* **Goal of the exercise**
Return every line of the items below that contains the word "instance", copying each such line in full.

* **Records provided**
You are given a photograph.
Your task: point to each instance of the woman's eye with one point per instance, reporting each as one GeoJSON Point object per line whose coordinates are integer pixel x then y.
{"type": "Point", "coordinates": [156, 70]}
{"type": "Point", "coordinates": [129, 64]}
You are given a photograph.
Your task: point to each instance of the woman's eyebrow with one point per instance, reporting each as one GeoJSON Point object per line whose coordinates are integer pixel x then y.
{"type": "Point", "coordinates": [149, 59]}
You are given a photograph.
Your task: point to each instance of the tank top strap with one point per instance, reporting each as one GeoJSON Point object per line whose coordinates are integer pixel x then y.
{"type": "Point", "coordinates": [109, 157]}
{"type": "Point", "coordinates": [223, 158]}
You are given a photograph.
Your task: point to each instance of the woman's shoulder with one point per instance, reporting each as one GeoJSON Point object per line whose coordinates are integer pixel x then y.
* * *
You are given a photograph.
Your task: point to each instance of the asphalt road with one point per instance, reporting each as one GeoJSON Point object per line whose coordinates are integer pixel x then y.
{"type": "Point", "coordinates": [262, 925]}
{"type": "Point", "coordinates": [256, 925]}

* **Answer below**
Your task: point to each instance of the woman's eye with one point per instance, reporting each as one GeoJSON Point object per line whose coordinates are integer pixel x then y.
Your task: point to each instance of the woman's eyebrow with one point per instance, reporting each as one GeoJSON Point object per line whose coordinates are integer pixel x then y.
Your task: point to each instance of the tank top strap with one point per instance, reporting each as one GeoJSON Point object per line whose coordinates are integer pixel x then y.
Your task: point to each instance of the woman's shoulder with one point per instance, reporting each as one GeoJSON Point object per line whose coordinates are integer pixel x then y.
Your task: point to each instance of the asphalt road with one point per instance, reporting each as one GeoJSON Point object per line whose coordinates are integer pixel x then y.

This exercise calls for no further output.